━━ Input material ━━

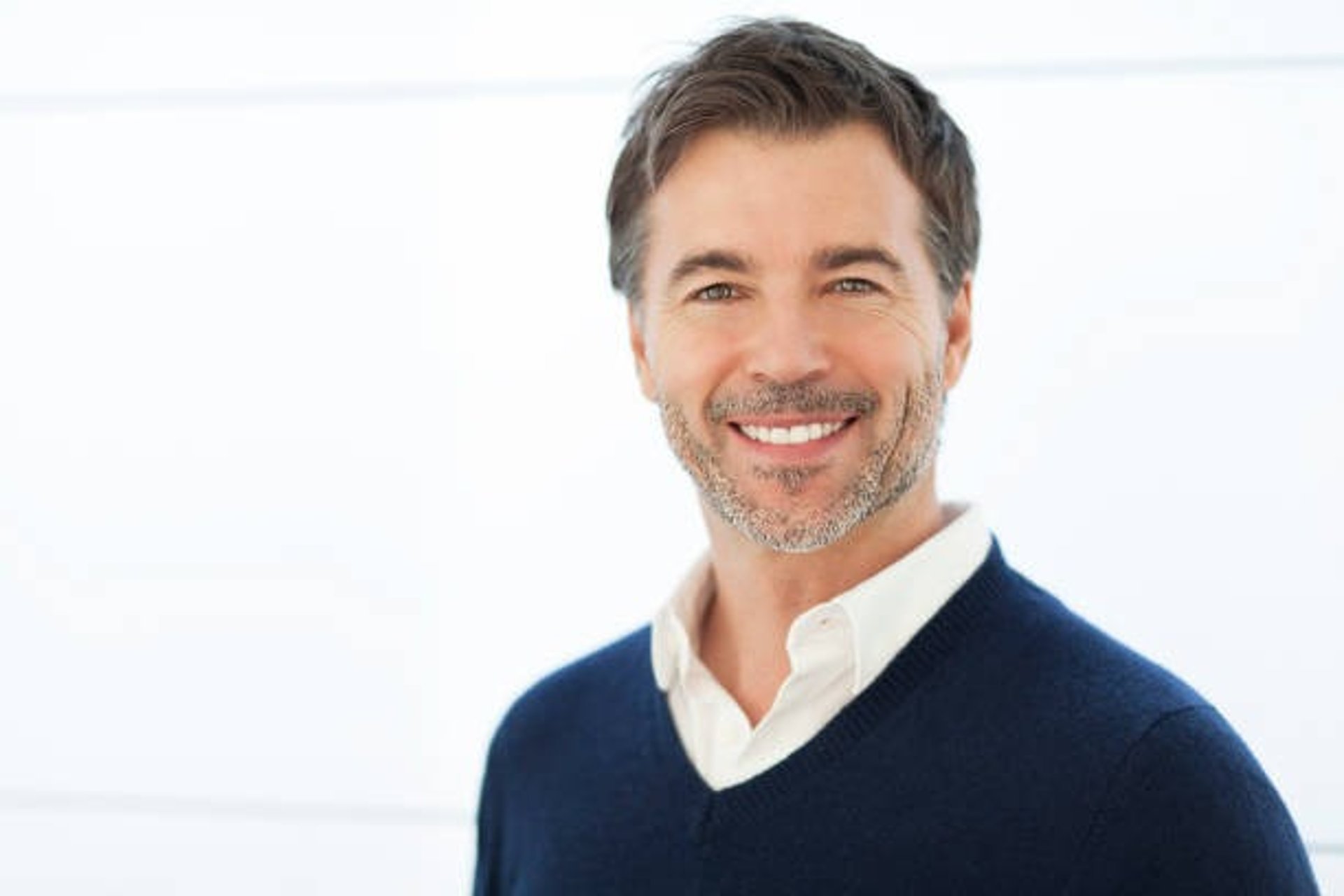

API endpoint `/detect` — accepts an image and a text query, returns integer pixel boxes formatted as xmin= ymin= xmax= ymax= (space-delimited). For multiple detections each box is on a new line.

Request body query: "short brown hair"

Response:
xmin=606 ymin=19 xmax=980 ymax=305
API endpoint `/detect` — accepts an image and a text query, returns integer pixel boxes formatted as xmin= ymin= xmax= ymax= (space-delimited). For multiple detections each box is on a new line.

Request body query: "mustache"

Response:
xmin=706 ymin=383 xmax=878 ymax=423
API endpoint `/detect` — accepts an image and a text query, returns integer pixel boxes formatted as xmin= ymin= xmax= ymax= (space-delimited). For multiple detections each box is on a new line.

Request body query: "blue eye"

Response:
xmin=834 ymin=276 xmax=878 ymax=293
xmin=694 ymin=284 xmax=736 ymax=302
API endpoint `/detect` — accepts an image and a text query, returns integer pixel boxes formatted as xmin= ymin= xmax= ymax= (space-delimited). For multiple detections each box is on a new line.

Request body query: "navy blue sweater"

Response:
xmin=476 ymin=547 xmax=1317 ymax=896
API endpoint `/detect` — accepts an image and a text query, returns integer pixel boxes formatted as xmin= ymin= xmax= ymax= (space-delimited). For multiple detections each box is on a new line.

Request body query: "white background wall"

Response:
xmin=0 ymin=0 xmax=1344 ymax=896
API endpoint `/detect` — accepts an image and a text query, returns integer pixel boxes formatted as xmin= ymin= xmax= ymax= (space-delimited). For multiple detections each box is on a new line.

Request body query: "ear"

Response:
xmin=942 ymin=274 xmax=970 ymax=390
xmin=626 ymin=304 xmax=659 ymax=402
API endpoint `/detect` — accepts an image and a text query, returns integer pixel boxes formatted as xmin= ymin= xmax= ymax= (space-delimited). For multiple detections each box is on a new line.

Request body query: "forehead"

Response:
xmin=647 ymin=122 xmax=922 ymax=278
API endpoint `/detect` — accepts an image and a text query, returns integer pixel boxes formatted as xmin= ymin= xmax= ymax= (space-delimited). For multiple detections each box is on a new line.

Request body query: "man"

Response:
xmin=476 ymin=22 xmax=1316 ymax=895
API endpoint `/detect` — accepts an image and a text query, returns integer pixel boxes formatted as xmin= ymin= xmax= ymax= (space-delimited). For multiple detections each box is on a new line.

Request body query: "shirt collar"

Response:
xmin=650 ymin=505 xmax=990 ymax=694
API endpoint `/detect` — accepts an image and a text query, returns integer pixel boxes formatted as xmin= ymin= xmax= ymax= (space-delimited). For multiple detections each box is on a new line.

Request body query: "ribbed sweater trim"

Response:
xmin=647 ymin=541 xmax=1011 ymax=822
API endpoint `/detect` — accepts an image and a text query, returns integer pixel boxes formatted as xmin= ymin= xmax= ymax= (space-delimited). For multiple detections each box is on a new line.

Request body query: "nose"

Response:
xmin=746 ymin=298 xmax=831 ymax=383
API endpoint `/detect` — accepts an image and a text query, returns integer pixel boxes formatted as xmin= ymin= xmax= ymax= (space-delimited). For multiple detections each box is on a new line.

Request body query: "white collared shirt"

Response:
xmin=652 ymin=506 xmax=990 ymax=790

━━━

Request: Can you edit the entries above, from the start up to and including the line with "xmin=476 ymin=547 xmax=1317 ymax=896", so that "Response" reads "Output" everywhere, changing nothing else and leaving the pictures out?

Completed exercise:
API endpoint `/detect` — accepts an image and a text query, returns integer pixel boxes formatted as xmin= ymin= xmax= ymax= (space-delimited). For multiple detections each box is on a new line.

Request body query: "short brown hair"

Output:
xmin=606 ymin=19 xmax=980 ymax=305
API endpoint `/detect` — accepts an image and a text query, returns integer pixel boxes formatted as xmin= ymin= xmax= ymax= (space-delimited). For multiple detections each box is on a new line.

Request body query: "mustache"

Output:
xmin=706 ymin=383 xmax=878 ymax=423
API endpoint `/detect` — accepts an image and a text query, returns integer pixel boxes formatted as xmin= ymin= xmax= ymax= (space-delimited). For multiple detections each box is on a new line.

Request body query: "blue eye"

Output:
xmin=834 ymin=276 xmax=878 ymax=293
xmin=694 ymin=284 xmax=736 ymax=302
API endpoint `/detect` — accepts an image and a text query, returns integer pixel boxes formatted as xmin= ymin= xmax= ymax= (space-delimited). For multiple detections each box is on a new line.

Request body query: "navy blue sweater"

Output:
xmin=476 ymin=547 xmax=1317 ymax=896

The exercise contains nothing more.